DOKUMENT:
Hörenswert ist vor allem Robert Dean Smith, optisch immer ein bisschen phlegmatisch wirkend, aber hier mit einem grundsoliden Tenor aufwartend, mit sehr guter Diktion, angenehmem Timbre, einem Tenor, der in allen Lagen gleich gut anspricht, auch im dritten Akt keine Ermüdungserscheinungen zeigt und am Ende des ersten Akts den Taumel, in den die Liebenden geraten, nachvollziehbar macht. Wunderschön gesungen ist „O sink‘ hernieder“ (gehört denn nach „sink“ ein Apostroph?) Emphatisches gelingt dem Sänger ohne hörbaren Druck auf die Stimme, die stellenweise im dritten Akt- und dies als Ausdrucksmittel, wie erloschen klingt. Eine ergreifende Studie liefert  Robert Holl als König Marke mit tiefdunklem Bass, in dem viel Trauer liegen kann. Im ersten Akt noch dröge, im dritten dann angemessen knorrig und Kernig ertönt der Kurwenal von Jukka Rasilainen, der mit einem zarten „Lebst du noch?“ rühren kann. Sehr dunkel besetzt ist der Melot mit Ralf Lukas, dessen Stimme sehr schön ist, aber nicht das eifernd Geifernde bringen kann, was die Partie verlangt. Den jungen Seemann lässt Clemens Bieber mit immerjungem Tenor seine Sehnsucht ausdrücken.

AUFGABEN:
A) Prüfen Sie, ob die folgenden Aussagen mit der Opernkritik übereinstimmen. Beantworten Sie jede mit Ja oder Nein und belegen Sie dies mit dem entscheidenden Wortlaut der Kritik. (i) Robert Dean Smith zeigt im dritten Akt Ermüdungserscheinungen. (ii) Robert Holl singt den König Marke. (iii) Ralf Lukas vermag das eifernd Geifernde zu bringen, das die Partie des Melot verlangt.
B) Führen Sie die Opernkritik im Anschluss an ihren letzten Satz weiter.

DATENAUSZUG:
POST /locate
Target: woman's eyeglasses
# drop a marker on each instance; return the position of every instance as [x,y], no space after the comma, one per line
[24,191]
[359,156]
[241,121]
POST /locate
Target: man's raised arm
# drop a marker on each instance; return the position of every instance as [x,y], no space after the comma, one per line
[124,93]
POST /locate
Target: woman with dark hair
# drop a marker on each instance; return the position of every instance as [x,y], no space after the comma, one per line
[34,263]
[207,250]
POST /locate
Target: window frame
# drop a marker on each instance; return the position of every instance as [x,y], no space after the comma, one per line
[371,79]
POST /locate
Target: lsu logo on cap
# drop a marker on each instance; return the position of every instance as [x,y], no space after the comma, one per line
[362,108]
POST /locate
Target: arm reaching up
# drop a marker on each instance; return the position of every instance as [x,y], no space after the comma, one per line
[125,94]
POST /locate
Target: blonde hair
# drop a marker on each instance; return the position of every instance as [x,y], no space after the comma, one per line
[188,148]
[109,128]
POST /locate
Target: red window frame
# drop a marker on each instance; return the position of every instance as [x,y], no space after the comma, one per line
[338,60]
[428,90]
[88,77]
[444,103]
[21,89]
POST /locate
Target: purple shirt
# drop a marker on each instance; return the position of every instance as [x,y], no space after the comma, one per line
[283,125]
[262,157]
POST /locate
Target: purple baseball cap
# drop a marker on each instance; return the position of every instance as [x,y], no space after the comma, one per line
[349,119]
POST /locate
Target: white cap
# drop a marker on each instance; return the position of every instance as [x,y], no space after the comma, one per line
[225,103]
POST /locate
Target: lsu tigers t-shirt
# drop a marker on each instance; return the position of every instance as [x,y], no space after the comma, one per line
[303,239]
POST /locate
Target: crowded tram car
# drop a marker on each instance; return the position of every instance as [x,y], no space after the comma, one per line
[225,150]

ÜBUNGSERGEBNISSE:
A)
(i) Nein: „auch im dritten Akt keine Ermüdungserscheinungen zeigt“
(ii) Ja: „Robert Holl als König Marke mit tiefdunklem Bass“
(iii) Nein: „aber nicht das eifernd Geifernde bringen kann, was die Partie verlangt“

B)
Sehr wenig versteht man dem, was die Isolde von Iréne Theorin zu singen hat, nicht einmal „Er sah mir in die Augen“, und so kann nur der ihre Leistung genießen, der textsicher ist. Sehr schön ist die farbige Mittellage, die ihre ist eine bedeutende, wissende Stimme, der man die starke Frau, die sie darstellt, abnimmt. Geheimnisvoll klingt „Kennst du der Mutter Künste“, schön ist das Piano vor „O sink hernieder“, leider häufig schrill die Höhe insbesondere im Forte. Auch in den Liebestod schleicht sich Scharfes und Spitziges ein. Eine sanfte Wächterin ist die Brangäne von Michelle Breedt, deren Gesang sich mit warmem Timbre und sehr kontrolliertem Singen der Habenseite der Aufnahme zuordnen lässt. Diese wurde nicht von mehreren Aufführungen zusammengeschnitten, sondern stammt zu Gänze vom 9.August 2009, einer Vorstellung, in der das Orchester unter Peter Schneider eine solide, aber keineswegs mitreißende Aufnahme ermöglichte (3 CD opus arte OA 9033). Ingrid Wanja 

Ausgrabungen mit akustischer Gräue

 

Peter Tschaikowski gehört zu den berühmtesten russischen Komponisten, und auch einige seiner Opern sind überall auf der Welt populär. Genauer gesagt, zwei: Eugen Onegin und Pique Dame. Jetzt ist eine Box beim Label hänssler herausgekommen, die sämtliche Opern von ihm präsentiert – auf 22 CDs mit karger Beilage.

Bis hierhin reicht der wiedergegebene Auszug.